GIVEN RECORDS:
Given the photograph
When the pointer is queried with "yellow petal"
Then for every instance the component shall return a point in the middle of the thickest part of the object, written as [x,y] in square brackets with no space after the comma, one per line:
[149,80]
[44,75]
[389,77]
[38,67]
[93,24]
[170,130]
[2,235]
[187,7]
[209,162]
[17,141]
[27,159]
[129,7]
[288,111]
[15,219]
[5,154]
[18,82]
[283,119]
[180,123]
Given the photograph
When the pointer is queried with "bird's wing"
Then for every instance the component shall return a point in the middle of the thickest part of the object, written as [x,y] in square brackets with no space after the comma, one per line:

TASK:
Count how many of the lines above contain the word "queried", treating uppercase and lowercase letters as different, and reply with that number alone.

SOLUTION FOR THIS PROBLEM:
2